***** Records supplied

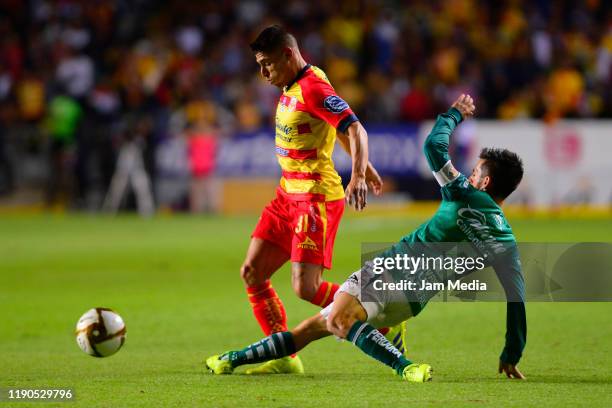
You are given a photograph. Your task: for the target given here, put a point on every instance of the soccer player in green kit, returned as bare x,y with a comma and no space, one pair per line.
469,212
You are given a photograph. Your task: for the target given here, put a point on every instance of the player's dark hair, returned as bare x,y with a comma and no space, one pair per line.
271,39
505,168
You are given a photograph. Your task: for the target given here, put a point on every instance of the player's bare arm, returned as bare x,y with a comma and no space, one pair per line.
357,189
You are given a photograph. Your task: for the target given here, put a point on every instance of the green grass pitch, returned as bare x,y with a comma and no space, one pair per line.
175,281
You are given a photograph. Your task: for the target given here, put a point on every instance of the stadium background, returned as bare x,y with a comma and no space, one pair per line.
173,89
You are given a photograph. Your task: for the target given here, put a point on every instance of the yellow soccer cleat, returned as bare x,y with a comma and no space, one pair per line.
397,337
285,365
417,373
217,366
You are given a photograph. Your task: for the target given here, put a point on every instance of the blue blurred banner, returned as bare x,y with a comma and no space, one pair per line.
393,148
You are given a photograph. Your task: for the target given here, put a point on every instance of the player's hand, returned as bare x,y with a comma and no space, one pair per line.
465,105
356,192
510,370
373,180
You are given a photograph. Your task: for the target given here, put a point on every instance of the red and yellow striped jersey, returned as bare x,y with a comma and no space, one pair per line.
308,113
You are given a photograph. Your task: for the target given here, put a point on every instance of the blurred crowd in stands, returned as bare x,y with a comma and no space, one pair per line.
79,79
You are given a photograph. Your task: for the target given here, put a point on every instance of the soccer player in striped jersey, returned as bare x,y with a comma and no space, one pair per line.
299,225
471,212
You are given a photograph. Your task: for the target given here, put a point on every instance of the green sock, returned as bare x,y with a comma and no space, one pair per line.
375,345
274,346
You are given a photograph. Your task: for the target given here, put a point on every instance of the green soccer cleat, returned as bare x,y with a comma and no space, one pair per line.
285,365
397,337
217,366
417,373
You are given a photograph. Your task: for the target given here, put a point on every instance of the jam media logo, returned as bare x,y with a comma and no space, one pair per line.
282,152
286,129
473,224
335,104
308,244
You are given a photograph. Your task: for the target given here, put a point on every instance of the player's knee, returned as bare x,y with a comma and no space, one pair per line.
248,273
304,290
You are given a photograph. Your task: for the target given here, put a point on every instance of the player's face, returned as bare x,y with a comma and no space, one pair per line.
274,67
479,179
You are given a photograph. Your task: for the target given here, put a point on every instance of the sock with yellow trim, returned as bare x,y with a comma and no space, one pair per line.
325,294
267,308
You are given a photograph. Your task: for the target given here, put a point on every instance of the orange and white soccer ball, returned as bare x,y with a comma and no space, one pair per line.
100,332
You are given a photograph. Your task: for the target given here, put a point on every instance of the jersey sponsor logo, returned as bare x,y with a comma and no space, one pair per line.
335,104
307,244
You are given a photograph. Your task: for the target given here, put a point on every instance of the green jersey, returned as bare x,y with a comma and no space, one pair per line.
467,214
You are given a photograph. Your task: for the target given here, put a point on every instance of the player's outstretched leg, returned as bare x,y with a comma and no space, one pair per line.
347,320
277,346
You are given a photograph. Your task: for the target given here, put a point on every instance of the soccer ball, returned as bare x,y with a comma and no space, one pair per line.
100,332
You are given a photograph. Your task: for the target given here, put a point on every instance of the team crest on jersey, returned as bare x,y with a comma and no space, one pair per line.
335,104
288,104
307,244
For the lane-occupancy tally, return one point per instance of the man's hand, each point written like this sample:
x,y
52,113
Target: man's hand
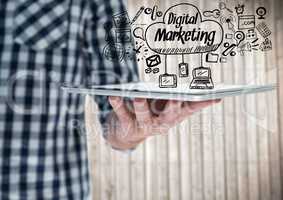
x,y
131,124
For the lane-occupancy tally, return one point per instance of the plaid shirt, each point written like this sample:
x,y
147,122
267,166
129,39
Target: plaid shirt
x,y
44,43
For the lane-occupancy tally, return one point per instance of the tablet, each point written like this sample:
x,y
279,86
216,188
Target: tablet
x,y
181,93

**********

(Task statement) Copy all lines from the data above that contain the word "occupancy".

(Answer to this exercise)
For the lane-occupancy tally, return one point per instance of the man's hand, each point written like this sample:
For the lane-occupancy tally, return one point per instance of the plaid shirt, each point written like this sample:
For the lane-occupancy tally, return one point per instance of the tablet, each point written like this sample:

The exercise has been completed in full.